BZOJ 3224 Tyvj 1728 普通平衡树
Description
您需要写一种数据结构(可参考题目标题),来维护一些数,其中需要提供以下操作:
1. 插入x数
2. 删除x数(若有多个相同的数,因只删除一个)
3. 查询x数的排名(若有多个相同的数,因输出最小的排名)
4. 查询排名为x的数
5. 求x的前驱(前驱定义为小于x,且最大的数)
6. 求x的后继(后继定义为大于x,且最小的数)Input
第一行为n,表示操作的个数,下面n行每行有两个数opt和x,opt表示操作的序号(1<=opt<=6)
Output
对于操作3,4,5,6每行输出一个数,表示对应答案
Sample Input
10
1 106465
4 1
1 317721
1 460929
1 644985
1 84185
1 89851
6 81968
1 492737
5 493598Sample Output
106465
84185
492737HINT
1.n的数据范围:n<=100000
2.每个数的数据范围:[-1e7,1e7]
终于打完了splay, 不过还是全程抄代码。
%%%DQS,您是我们的红太阳!没有您我们会死!
#include<iostream>
#include<cstdio>
using namespace std;
typedef long long LL;
const int SZ = 1000010;
const int INF = 1000000010;
struct node
{
node *ch[2], *f;
int sz, cnt, v;
void maintain()
{
sz = cnt + ch[0] -> sz + ch[1] -> sz;
}
int cmp(int x)
{
if(x == v) return -1;
return x < v ? 0 : 1;
}
int dir()
{
return f -> ch[1] == this;
}
void setc(node *x, int d)
{
(ch[d] = x) -> f = this;
}
}T[SZ], *root, *null;
int Tcnt = 0;
node* newnode(int x, node *f)
{
node *k = T + (++ Tcnt);
k -> v = x;
k -> ch[0] = k -> ch[1] = null;
k -> sz = k -> cnt = 1;
k -> f = f;
return k;
}
void rotate(node *p)

### 提取信息
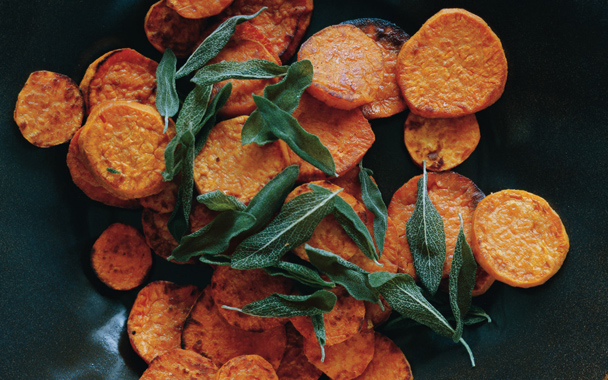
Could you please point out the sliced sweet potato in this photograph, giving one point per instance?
(442, 143)
(451, 194)
(389, 37)
(284, 22)
(237, 288)
(180, 364)
(157, 317)
(247, 367)
(348, 66)
(208, 333)
(49, 109)
(166, 28)
(388, 362)
(120, 257)
(246, 43)
(295, 365)
(343, 361)
(224, 164)
(198, 8)
(343, 322)
(123, 145)
(518, 238)
(82, 177)
(122, 74)
(347, 134)
(453, 66)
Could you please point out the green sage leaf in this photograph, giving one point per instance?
(304, 144)
(218, 201)
(286, 95)
(372, 198)
(426, 238)
(292, 227)
(286, 306)
(213, 44)
(251, 69)
(215, 237)
(167, 101)
(352, 224)
(300, 273)
(462, 281)
(343, 272)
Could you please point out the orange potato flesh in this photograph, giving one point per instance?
(157, 317)
(453, 66)
(120, 257)
(49, 109)
(518, 238)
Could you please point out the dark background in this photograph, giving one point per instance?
(546, 135)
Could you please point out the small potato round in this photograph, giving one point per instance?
(518, 238)
(453, 66)
(180, 364)
(123, 144)
(121, 258)
(348, 66)
(247, 367)
(49, 109)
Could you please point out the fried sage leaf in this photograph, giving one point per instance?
(426, 238)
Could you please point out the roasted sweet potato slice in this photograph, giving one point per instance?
(442, 143)
(208, 333)
(166, 28)
(122, 74)
(348, 66)
(389, 37)
(237, 288)
(197, 9)
(247, 367)
(453, 66)
(284, 22)
(295, 365)
(518, 238)
(49, 109)
(451, 194)
(347, 134)
(343, 322)
(224, 164)
(120, 257)
(157, 317)
(388, 362)
(343, 361)
(123, 145)
(246, 43)
(180, 364)
(82, 177)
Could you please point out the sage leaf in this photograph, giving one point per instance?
(300, 273)
(213, 44)
(372, 199)
(218, 201)
(214, 238)
(286, 306)
(167, 101)
(318, 325)
(426, 238)
(251, 69)
(403, 295)
(286, 95)
(292, 227)
(272, 196)
(343, 272)
(352, 224)
(304, 144)
(462, 281)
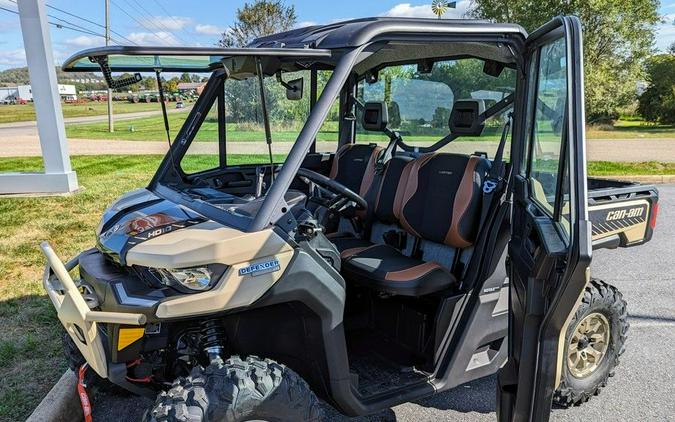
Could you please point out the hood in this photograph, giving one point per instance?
(137, 217)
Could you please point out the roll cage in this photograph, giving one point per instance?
(341, 48)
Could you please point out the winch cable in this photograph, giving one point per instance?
(266, 119)
(82, 393)
(166, 118)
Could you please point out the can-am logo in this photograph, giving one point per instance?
(261, 268)
(626, 213)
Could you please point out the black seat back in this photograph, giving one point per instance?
(439, 198)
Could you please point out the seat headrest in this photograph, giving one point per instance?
(465, 117)
(375, 116)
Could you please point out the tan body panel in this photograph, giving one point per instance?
(633, 228)
(212, 243)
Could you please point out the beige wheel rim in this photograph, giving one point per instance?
(588, 346)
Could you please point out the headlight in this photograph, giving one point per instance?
(194, 279)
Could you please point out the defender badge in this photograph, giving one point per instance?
(261, 268)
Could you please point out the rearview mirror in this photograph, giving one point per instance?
(294, 89)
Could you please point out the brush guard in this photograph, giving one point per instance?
(77, 318)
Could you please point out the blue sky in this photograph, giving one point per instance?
(165, 22)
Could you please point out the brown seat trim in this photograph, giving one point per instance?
(369, 174)
(413, 273)
(338, 154)
(409, 191)
(348, 253)
(461, 204)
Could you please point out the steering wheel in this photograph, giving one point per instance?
(343, 195)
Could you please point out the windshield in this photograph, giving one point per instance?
(419, 104)
(242, 123)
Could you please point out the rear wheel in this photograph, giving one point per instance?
(238, 390)
(595, 341)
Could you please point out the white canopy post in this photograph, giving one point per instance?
(58, 176)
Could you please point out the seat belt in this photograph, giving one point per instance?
(494, 182)
(388, 153)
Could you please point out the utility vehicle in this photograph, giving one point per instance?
(446, 236)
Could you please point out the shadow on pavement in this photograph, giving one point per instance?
(476, 396)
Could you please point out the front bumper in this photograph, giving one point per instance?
(78, 319)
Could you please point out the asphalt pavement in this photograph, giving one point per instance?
(643, 388)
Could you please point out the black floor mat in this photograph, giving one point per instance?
(368, 358)
(378, 375)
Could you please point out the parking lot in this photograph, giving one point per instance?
(642, 389)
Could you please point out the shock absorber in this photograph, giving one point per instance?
(213, 338)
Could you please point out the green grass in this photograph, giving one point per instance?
(630, 129)
(30, 350)
(26, 112)
(152, 129)
(31, 360)
(609, 168)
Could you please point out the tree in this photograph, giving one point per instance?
(171, 85)
(657, 103)
(149, 83)
(618, 37)
(671, 48)
(261, 18)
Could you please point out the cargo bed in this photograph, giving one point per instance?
(623, 213)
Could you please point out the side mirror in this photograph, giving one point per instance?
(294, 89)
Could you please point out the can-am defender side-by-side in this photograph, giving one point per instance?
(446, 238)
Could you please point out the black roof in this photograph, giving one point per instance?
(311, 43)
(354, 33)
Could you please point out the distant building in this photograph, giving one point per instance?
(24, 92)
(197, 87)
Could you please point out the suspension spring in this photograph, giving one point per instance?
(213, 338)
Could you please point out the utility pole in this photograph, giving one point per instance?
(111, 124)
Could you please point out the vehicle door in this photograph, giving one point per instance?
(550, 246)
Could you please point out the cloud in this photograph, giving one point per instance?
(424, 11)
(13, 58)
(205, 29)
(84, 41)
(153, 38)
(170, 23)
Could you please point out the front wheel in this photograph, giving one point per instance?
(594, 342)
(238, 390)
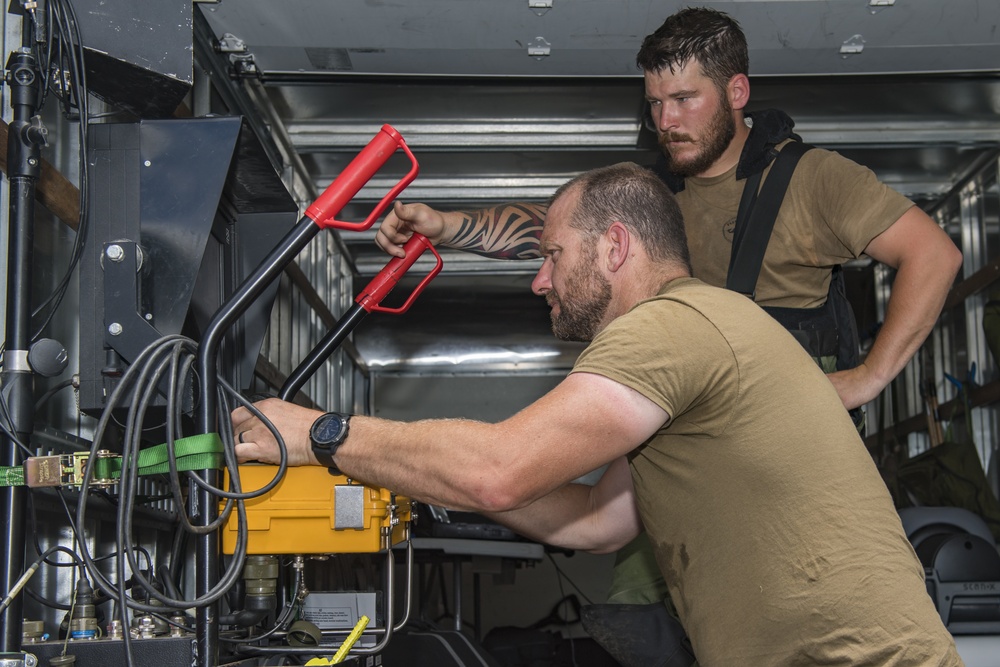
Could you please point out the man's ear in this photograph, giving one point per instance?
(618, 239)
(738, 90)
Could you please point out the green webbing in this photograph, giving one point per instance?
(11, 476)
(197, 452)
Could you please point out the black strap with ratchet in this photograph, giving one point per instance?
(826, 331)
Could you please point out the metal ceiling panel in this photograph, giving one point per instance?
(505, 100)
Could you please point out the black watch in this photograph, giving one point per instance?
(328, 433)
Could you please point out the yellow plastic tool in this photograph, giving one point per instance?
(345, 648)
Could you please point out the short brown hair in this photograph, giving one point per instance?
(637, 198)
(712, 38)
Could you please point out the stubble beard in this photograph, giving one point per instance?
(580, 318)
(718, 135)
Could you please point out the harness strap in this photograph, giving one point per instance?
(755, 219)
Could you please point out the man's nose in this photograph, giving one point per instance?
(542, 283)
(665, 119)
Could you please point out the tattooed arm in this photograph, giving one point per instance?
(507, 231)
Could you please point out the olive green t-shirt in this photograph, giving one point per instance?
(774, 531)
(832, 209)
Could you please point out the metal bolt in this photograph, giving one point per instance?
(115, 253)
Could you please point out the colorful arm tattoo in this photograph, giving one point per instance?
(509, 231)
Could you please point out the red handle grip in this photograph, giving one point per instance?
(394, 270)
(350, 181)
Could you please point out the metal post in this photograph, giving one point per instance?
(26, 136)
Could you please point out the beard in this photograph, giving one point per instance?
(718, 135)
(580, 317)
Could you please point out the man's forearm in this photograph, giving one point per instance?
(508, 231)
(600, 518)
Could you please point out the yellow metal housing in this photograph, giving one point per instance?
(311, 511)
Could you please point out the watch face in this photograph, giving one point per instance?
(328, 429)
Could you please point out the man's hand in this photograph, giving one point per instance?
(856, 386)
(405, 219)
(255, 442)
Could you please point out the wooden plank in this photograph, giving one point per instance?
(53, 190)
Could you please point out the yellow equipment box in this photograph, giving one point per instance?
(311, 511)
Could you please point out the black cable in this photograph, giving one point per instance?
(560, 573)
(64, 49)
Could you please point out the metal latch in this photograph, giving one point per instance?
(538, 48)
(852, 46)
(540, 6)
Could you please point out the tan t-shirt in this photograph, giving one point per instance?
(832, 209)
(774, 531)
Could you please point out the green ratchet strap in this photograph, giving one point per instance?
(198, 452)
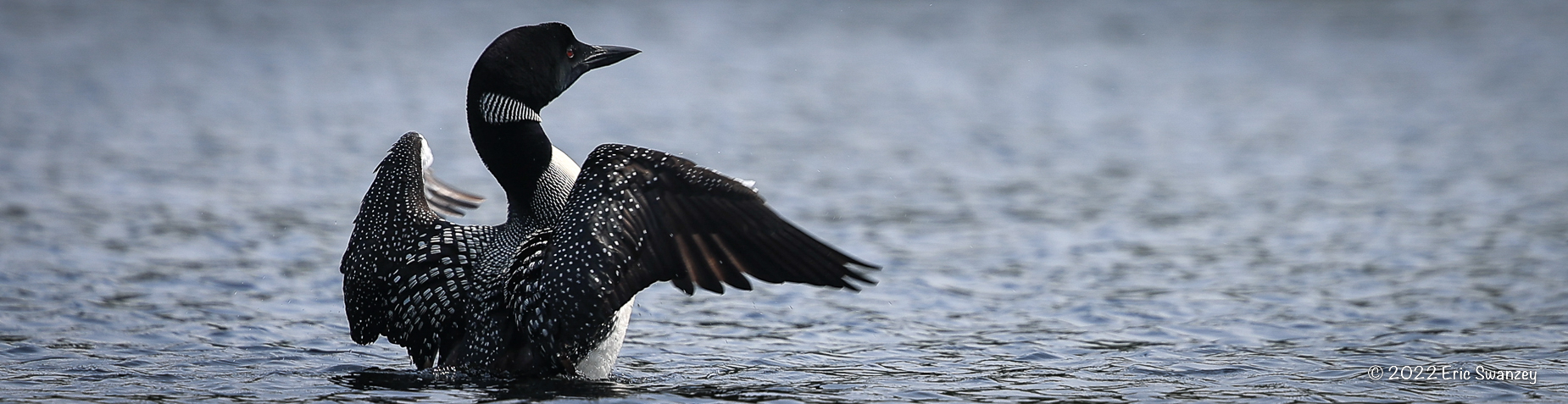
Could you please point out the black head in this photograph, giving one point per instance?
(537, 63)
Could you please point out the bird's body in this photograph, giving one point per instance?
(549, 291)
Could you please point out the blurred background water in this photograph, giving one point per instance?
(1077, 201)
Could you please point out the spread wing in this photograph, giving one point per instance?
(405, 271)
(637, 217)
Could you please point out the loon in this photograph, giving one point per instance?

### 待办任务
1 – 请用两句话概括关于普通平衡树题目的这段原文。
2 – 请接着普通平衡树题目原文的末尾往下写。

### 逐项结果
1 – 该题要求编写一种数据结构来维护一些数，需支持插入、删除、查询某数排名、查询某排名的数、求前驱和求后继六种操作，其中操作数n不超过100000，每个数的范围为[-1e7,1e7]。作者称终于打完了splay，不过全程是抄的代码。

2 –
{
node *fa = p -> f;
int d = p -> dir();
fa -> f -> setc(p, fa -> dir());
fa -> setc(p -> ch[d ^ 1], d); fa -> maintain();
p -> setc(fa, d ^ 1); p -> maintain();
if(fa == root) root = p;
}
void splay(node *p, node *rt = null)
{
while(p -> f != rt)
{
if(p -> f -> f == rt)
rotate(p);
else
{
if(p -> dir() == p -> f -> dir())
rotate(p -> f), rotate(p);
else
rotate(p), rotate(p);
}
}
p -> maintain();
}
void insert(node *p, int x)
{
if(root == null)
{
root = newnode(x, null);
return ;
}
while(p != null)
{
p -> sz ++;
int d = p -> cmp(x);
if(d == -1)
{
p -> cnt ++;
break;
}
if(p -> ch[d] == null)
{
p -> ch[d] = newnode(x, p);
p = p -> ch[d];
break;
}
p = p -> ch[d];
}
splay(p);
}
void erase(node *p, int x)
{
while(p != null)
{
p -> sz --;
int d = p -> cmp(x);
if(d == -1)
{
p -> cnt --;
break;
}
p = p -> ch[d];
}
if(p -> cnt)
return ;
splay(p);
if(p -> ch[0] == null)
{
root = p -> ch[1];
root -> f = null;
return ;
}
if(p -> ch[1] == null)
{
root = p -> ch[0];
root -> f = null;
return ;
}
p = p -> ch[0];
while(p -> ch[1] != null) p = p -> ch[1];
splay(p, root);
p -> ch[1] = root -> ch[1]; p -> ch[1] -> f = p;
p -> f = null; p -> maintain();
root = p;
}
int ask_rank(node *p, int x)
{
int ans = 0;
while(p != null)
{
int d = p -> cmp(x);
if(d == -1) return ans + p -> ch[0] -> sz + 1;
if(d == 1) ans += p -> ch[0] -> sz + p -> cnt;
p = p -> ch[d];
}
return -1;
}
int ask_num(node *p, int k)
{
while(p != null)
{
int l = p -> ch[0] -> sz + 1;
int r = p -> ch[0] -> sz + p -> cnt;
if(l <= k && k <= r) return p -> v;
if(k > r) k -= r, p = p -> ch[1];
else p = p -> ch[0];
}
}
int ask_pre(node *p, int x)
{
int ans = 0;
while(p != null)
{
if(p -> v < x)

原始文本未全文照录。